**YOUR OBJECTIVE**
Gather every line of the material that contains the word "container", and copy each one out in full.

-- BEGIN DATASET RECORDS --

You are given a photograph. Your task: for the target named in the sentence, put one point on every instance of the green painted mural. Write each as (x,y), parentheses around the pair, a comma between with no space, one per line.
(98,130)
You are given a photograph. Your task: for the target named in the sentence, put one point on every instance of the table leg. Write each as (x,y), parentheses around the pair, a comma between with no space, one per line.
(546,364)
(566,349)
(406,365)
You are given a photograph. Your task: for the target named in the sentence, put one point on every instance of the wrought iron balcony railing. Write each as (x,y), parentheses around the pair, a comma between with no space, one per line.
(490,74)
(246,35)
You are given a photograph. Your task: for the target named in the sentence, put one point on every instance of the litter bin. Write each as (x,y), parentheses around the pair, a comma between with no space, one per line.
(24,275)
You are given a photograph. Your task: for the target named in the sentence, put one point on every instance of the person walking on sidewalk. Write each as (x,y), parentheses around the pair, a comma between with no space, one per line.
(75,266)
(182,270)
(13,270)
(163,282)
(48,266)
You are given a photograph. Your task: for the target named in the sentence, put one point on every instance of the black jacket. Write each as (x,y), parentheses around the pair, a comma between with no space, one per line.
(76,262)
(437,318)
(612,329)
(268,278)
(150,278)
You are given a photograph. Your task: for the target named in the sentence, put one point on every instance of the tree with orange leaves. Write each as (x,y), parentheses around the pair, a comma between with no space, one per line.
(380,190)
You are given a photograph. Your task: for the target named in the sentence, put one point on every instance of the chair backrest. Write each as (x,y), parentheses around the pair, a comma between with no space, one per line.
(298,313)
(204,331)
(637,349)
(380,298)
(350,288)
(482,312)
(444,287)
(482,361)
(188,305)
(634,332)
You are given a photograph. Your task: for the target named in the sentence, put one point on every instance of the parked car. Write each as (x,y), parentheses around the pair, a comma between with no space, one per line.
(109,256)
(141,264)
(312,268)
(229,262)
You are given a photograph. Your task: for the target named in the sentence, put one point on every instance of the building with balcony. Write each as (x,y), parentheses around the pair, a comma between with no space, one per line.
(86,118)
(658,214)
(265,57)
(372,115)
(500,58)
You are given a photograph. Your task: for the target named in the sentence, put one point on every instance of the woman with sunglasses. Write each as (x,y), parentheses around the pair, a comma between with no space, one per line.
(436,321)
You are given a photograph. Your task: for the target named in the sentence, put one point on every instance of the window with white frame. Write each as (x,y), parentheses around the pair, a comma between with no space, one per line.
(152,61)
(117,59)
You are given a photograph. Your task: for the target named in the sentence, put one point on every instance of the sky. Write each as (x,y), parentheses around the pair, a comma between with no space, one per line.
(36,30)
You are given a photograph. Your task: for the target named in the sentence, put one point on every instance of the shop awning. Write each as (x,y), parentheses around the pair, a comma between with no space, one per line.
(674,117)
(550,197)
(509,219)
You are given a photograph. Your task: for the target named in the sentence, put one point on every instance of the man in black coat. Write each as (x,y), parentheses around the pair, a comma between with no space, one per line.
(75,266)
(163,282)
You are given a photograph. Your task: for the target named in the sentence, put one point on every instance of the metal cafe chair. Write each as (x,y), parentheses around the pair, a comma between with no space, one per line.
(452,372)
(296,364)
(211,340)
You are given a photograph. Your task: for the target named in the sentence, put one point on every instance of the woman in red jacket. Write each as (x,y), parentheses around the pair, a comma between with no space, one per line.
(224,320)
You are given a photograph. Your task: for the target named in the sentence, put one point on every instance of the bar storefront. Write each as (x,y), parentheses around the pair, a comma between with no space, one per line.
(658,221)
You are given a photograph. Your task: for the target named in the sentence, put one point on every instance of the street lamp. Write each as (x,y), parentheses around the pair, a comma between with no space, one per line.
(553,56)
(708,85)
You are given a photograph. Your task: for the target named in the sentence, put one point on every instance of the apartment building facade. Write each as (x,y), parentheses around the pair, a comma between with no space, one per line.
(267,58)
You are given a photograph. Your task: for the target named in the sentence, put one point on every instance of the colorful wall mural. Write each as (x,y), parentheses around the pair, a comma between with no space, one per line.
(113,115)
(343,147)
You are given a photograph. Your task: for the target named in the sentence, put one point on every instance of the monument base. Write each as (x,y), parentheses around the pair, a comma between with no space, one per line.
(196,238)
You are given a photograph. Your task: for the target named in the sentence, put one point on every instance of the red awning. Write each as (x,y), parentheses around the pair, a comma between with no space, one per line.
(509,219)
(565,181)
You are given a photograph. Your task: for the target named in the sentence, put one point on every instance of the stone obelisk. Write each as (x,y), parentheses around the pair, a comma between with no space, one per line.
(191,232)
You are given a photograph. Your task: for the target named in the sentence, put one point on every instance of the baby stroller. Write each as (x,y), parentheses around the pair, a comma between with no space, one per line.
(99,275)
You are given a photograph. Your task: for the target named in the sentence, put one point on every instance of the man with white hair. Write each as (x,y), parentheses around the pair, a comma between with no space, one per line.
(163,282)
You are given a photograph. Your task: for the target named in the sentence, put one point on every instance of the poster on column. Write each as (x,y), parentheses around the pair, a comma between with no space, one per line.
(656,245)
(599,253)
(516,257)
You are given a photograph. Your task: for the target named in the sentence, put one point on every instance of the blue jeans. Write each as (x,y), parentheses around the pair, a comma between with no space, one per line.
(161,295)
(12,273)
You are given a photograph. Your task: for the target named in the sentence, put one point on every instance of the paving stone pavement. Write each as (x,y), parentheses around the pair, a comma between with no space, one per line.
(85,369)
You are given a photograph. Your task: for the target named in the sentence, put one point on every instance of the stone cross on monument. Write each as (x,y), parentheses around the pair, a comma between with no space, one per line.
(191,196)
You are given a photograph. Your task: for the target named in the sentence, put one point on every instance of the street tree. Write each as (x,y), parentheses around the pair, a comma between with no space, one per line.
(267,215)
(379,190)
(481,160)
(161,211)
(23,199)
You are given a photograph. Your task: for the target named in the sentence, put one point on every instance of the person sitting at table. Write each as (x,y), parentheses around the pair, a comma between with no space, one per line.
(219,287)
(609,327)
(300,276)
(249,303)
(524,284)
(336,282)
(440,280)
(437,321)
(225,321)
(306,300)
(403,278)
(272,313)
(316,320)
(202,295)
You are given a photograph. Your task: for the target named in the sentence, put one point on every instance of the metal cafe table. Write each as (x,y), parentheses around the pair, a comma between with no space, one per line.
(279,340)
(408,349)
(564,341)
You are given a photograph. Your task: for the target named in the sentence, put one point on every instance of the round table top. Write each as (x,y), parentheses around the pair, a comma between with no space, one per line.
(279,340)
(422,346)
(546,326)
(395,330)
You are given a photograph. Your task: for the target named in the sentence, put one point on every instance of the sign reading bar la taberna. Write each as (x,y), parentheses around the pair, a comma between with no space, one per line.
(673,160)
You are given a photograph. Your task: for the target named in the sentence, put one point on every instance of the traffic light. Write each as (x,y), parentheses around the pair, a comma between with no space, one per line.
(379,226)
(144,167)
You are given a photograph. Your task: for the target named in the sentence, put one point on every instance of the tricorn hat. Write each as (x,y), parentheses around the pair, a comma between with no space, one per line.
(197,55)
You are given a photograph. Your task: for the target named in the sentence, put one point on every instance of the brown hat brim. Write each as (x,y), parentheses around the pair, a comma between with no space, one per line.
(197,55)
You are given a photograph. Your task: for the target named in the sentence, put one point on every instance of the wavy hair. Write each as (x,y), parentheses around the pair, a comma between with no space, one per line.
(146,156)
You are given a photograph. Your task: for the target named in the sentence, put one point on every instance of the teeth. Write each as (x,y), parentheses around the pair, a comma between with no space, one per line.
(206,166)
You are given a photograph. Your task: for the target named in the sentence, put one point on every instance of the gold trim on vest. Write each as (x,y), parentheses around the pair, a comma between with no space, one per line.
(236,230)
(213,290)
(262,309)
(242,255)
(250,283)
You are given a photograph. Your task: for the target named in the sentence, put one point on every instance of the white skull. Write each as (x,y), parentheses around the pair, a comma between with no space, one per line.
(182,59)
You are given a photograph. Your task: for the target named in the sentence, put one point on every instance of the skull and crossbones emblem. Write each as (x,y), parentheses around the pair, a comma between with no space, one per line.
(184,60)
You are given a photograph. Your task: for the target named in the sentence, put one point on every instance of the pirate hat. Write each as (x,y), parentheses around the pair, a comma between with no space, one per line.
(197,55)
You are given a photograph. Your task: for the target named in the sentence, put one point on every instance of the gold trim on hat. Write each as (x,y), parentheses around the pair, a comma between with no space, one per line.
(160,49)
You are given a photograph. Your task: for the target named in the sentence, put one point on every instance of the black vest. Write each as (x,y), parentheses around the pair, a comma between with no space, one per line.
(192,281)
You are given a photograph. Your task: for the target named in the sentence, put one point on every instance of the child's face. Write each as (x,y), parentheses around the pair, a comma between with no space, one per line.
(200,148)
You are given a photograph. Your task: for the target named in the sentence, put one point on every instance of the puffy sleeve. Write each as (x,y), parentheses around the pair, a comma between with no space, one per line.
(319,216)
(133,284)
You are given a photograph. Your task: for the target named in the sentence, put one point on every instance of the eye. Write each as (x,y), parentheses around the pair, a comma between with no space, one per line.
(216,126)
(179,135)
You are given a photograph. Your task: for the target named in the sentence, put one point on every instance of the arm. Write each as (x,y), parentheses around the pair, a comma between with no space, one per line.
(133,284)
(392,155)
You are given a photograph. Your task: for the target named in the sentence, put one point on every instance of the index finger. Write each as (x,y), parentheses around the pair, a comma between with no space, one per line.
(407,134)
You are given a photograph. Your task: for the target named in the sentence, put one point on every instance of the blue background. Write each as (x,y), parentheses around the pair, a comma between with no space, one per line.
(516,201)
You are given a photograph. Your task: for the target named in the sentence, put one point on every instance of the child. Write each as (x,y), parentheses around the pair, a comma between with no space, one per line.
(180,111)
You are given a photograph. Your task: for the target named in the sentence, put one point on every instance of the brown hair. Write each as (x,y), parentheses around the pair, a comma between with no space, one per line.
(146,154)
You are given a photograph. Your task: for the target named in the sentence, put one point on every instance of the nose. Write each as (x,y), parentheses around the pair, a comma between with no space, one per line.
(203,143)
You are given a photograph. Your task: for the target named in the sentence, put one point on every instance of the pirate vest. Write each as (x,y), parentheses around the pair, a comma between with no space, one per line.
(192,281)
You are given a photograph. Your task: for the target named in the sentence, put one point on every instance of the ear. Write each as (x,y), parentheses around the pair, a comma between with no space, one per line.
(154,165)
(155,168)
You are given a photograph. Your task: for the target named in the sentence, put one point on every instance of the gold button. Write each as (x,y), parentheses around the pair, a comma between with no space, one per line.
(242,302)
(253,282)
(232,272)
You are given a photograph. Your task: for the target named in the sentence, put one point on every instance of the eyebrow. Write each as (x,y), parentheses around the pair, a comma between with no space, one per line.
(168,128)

-- END DATASET RECORDS --
-- BEGIN DATASET RECORDS --

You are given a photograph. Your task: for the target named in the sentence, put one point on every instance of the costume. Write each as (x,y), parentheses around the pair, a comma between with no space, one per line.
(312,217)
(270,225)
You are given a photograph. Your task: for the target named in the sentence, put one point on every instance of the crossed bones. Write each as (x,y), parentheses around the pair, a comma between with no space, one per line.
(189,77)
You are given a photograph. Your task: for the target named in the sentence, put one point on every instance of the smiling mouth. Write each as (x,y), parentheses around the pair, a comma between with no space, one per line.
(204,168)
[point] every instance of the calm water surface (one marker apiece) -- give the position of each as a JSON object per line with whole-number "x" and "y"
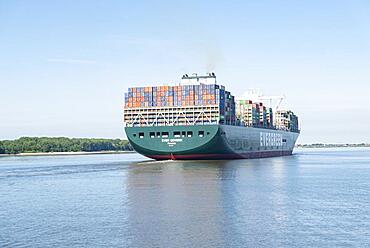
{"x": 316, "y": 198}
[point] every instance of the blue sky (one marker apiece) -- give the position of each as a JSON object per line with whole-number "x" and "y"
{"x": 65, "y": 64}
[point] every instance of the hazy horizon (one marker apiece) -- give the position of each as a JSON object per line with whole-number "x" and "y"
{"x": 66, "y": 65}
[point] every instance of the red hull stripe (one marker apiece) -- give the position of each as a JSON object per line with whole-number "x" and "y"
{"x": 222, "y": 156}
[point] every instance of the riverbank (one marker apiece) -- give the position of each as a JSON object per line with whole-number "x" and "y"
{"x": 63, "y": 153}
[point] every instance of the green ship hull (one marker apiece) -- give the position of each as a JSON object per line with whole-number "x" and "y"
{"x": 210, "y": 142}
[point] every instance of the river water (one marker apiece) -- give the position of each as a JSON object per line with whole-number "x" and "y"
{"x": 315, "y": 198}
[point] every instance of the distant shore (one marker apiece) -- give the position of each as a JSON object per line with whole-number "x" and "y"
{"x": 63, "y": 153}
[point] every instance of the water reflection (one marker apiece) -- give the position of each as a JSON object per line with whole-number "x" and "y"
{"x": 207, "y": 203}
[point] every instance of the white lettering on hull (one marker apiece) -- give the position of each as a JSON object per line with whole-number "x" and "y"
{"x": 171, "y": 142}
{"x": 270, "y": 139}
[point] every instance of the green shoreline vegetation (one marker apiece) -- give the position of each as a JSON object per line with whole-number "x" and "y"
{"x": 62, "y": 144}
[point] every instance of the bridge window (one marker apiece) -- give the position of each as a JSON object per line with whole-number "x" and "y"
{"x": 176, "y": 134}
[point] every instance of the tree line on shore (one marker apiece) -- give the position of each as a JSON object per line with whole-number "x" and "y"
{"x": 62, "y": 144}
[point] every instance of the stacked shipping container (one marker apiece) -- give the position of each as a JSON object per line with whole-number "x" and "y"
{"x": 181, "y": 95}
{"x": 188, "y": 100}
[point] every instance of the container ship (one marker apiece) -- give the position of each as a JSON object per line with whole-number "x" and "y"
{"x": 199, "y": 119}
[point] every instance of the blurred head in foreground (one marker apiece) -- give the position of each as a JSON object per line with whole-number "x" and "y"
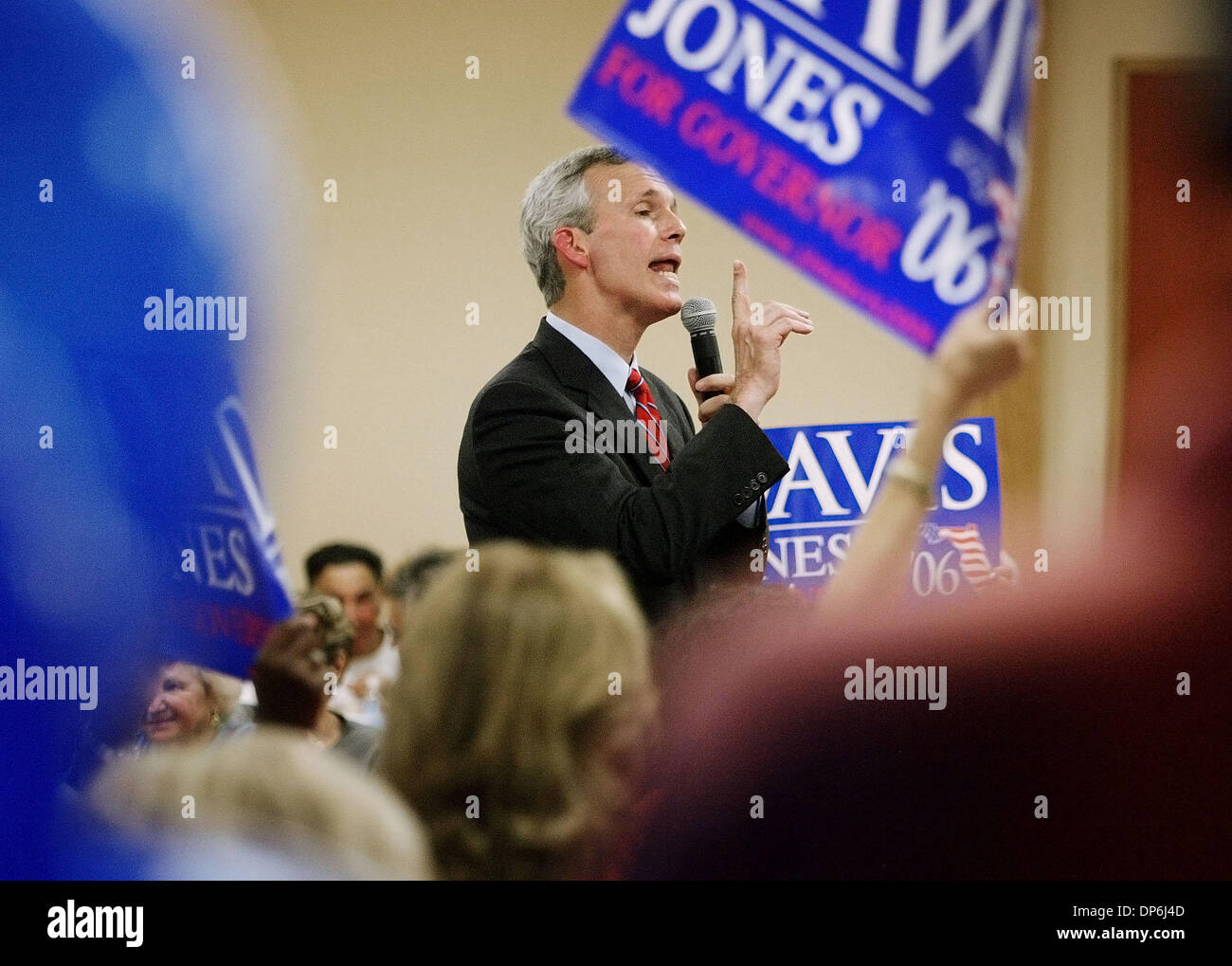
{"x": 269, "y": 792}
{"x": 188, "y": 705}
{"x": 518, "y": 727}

-- END DATASET RECORDS --

**TASK SOLUTION**
[point] every instance of the stacked shipping container (one marker apiece) -- give the position of each as a JSON object per line with whole-number "x" and "y"
[point] every instance of the container ship (one marker apiece) -- give the position of each as a JSON object per line with whole-number "x" and "y"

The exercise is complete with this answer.